> **Extrait choisi**
● ● ● ● ● ● ●

Règles de conduite tenues pour inconditionnellement valables ou théorie raisonnée du bien et du mal, la morale devrait s’assouplir en faveur d’une justice plus grande dans les relations sociales et d’un respect élargi des libertés individuelles. Hélas, au nom des sacro-saints antiracisme et antisexisme, qui pourtant partent d’un excellent postulat moral, voici la morale dévoyée, le vivre-ensemble adoubé comme Bien suprême accouchant d’un monstre tyrannique aux multiples bras et aux yeux d’Argus. En ce sens, et comme le veut l’histoire de la philosophie depuis Aristote et Cicéron, une telle morale ne s’embarrasse pas d’éthique, la première prenant sa source de l’habitude des mœurs et la seconde de l’excellence du caractère. Plus tard, après que Kant ait séparé les mœurs de la moralité, Alain Etchegoyen est d’une clarté limpide : « La morale est un impératif catégorique ; l’éthique est un impératif hypothétique. Cette distinction est décisive. Ou l’action est déterminée par un impératif inconditionné qui s’impose de façon catégorique : la conscience agit alors par devoir. Il s’agit de morale. Ou l’action est déterminée par une hypothèse qui lui impose un comportement, ce qu’on pourrait appeler un impératif de prudence. Il s’agit maintenant d’éthique[3] ». C’est donc, plutôt qu’une morale, trop souvent quadrillée et ainsi oppressive, l’éthique fondée sur le droit naturel aux libertés individuelles qu’il faut préférer, ce au bénéfice de l’humanité entière.
Si Tocqueville constatait avec raison « que le plus grand danger des républiques […] vient de l’omnipotence de la majorité[4] », encore faut-il craindre la tyrannie des minorités bruyantes et revanchardes, qui se baptisent activistes et sont autant propagandistes que prescriptives de tables de la loi morale qui ne sont passées ni par le verdict des urnes - certes plus que faillible - ni par celui du droit naturel. Quelques individus, habiles rhétoriciens et démagogues, ou braillards entraînant une foule, suffisent à constituer un parti, une association, un « collectif », auquel les partis officiels peuvent rendre allégeance par électoralisme : ainsi « L’esprit de parti abaisse les plus grands hommes jusqu’aux petitesses du peuple », disait La Bruyère[5]. La tyrannie des législateurs n’est pas loin, ce dont témoigne la récente et imbécile loi sur la haine[6] votée en meute.

● ● ● ● ● ● ●

> **Consignes**
A. D'après l'extrait sur la morale et l'éthique, d'où chacune des deux prend-elle sa source ?
B. Expliquez en une à trois phrases pourquoi, selon l'extrait sur la morale et l'éthique, il faut préférer l'éthique à la morale.
C. Reprenez l'extrait sur la morale et l'éthique à la suite de sa dernière phrase.

● ● ● ● ● ● ●

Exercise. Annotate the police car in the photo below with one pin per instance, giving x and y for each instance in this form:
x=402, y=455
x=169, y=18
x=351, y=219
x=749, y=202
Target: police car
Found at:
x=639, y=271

● ● ● ● ● ● ●

> **Corrigé de l'exercice**
A. La morale prend sa source dans l'habitude des mœurs, et l'éthique dans l'excellence du caractère.

B. La morale est trop souvent quadrillée et donc oppressive. L'éthique, elle, se fonde sur le droit naturel aux libertés individuelles et profite ainsi à l'humanité entière.

C.
En conséquence, la tyrannie de la victimisation s’attaque paradoxalement à faire de nouvelles victimes. Victimes, prétendent-ils, du racisme, de la colonisation et du sexisme, sans compter le capitalisme, alors que les pays occidentaux ne cessent d’approcher l’égalité des sexes et des couleurs de peau, ils vomissent l’Occident, lui infligeant leur brassées de réquisitoires et de censures, alors que ce dernier est comptable des progrès de la science, du niveau de vie et d’éducation, et des cultures dont ils bénéficient pourtant.
Être un artiste talentueux, usant de sa liberté créatrice, protège-t-il de la vindicte populacière, quoique cette dernière se veuille intellectuellement et moralement informé ? Il est à craindre que non. Le cas du cinéaste Roman Polanski est à cet égard troublant. L’auteur de films fantastiques comme Rosemary’s Baby, parodiques comme Le Bal des vampires, éthiques comme le récent J’accuse, d’après l’affaire Dreyfus, se voit, malgré la palme des César (que l’on reste libre d’approuver ou non) vilipendé, son film étant boycotté - ce qui est loisible - voire empêché d’être vu - ce qui l’est beaucoup moins – au motif qu’il fut un violeur. Cependant Roman Polanski, par ailleurs jeune rescapé de la Shoah, a eu des relations sexuelles illégales avec une mineure (sans user d'un viol), une adolescente de treize ans, Samantha Geimer, à Los Angeles, en mars 1977. Il a bien été jugé pour ce crime et condamné à une peine de prison de quatre-vingt-dix jours, dont il n'a effectué que la moitié pour bonne conduite. Alors que le juge qui avait accepté un « plea bargain » (par lequel un mis en cause s'abstient de contester les charges, mais ne se reconnaît pas formellement coupable) était revenu sur sa décision, le cinéaste a choisir de fuir les Etats-Unis. De plus, le tribunal fédéral suisse a jugé que ce dernier avait purgé sa peine. Ces dames actrices et humoristes, altesses vengeresses des César, endossent publiquement et indûment la toge des juges. Comme si elles avaient la moindre légitimité pour dire le droit au regard de la juridiction suprême de la confédération helvétique… Chacun est libre de juger en conscience la question, mais pas de fomenter un retour de l'affaire Dreyfus en condamnant un demi-siècle après les faits, sans imaginer la présence d’un avocat.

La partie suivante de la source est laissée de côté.